Set problem
Reproduce every line of the records below verbatim, with nothing altered.

Data to use
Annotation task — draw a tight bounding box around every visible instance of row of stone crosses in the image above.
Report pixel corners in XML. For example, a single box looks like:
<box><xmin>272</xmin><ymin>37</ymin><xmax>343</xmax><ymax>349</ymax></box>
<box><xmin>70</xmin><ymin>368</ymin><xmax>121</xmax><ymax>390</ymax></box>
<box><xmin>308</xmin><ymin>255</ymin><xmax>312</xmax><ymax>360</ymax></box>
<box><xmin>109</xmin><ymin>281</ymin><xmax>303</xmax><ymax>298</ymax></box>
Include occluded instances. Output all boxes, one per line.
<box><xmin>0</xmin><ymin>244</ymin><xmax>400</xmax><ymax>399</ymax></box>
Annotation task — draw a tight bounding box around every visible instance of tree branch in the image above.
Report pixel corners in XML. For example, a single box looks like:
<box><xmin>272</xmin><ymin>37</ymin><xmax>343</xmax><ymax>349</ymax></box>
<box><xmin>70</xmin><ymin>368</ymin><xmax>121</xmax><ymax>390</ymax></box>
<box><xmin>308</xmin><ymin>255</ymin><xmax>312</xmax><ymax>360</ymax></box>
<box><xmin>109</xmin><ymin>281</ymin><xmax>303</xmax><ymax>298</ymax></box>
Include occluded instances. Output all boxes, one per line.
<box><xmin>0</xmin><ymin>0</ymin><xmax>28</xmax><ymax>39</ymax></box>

Final result
Annotation task — draw a tight bounding box around every visible instance of row of stone crosses in the image above.
Report pixel corners in XML. For example, a single box looks like:
<box><xmin>272</xmin><ymin>37</ymin><xmax>343</xmax><ymax>349</ymax></box>
<box><xmin>70</xmin><ymin>368</ymin><xmax>121</xmax><ymax>390</ymax></box>
<box><xmin>308</xmin><ymin>255</ymin><xmax>312</xmax><ymax>360</ymax></box>
<box><xmin>109</xmin><ymin>281</ymin><xmax>303</xmax><ymax>298</ymax></box>
Include occluded instances. Output all boxes, one per line.
<box><xmin>0</xmin><ymin>244</ymin><xmax>400</xmax><ymax>399</ymax></box>
Annotation task — draw a tight bounding box around every visible instance of tree branch in the image above.
Report pixel corners in XML. For example, a single box looks like:
<box><xmin>272</xmin><ymin>37</ymin><xmax>343</xmax><ymax>349</ymax></box>
<box><xmin>70</xmin><ymin>368</ymin><xmax>121</xmax><ymax>390</ymax></box>
<box><xmin>308</xmin><ymin>255</ymin><xmax>312</xmax><ymax>360</ymax></box>
<box><xmin>109</xmin><ymin>281</ymin><xmax>303</xmax><ymax>298</ymax></box>
Include occluded instances. Output all boxes, one per line.
<box><xmin>0</xmin><ymin>0</ymin><xmax>28</xmax><ymax>39</ymax></box>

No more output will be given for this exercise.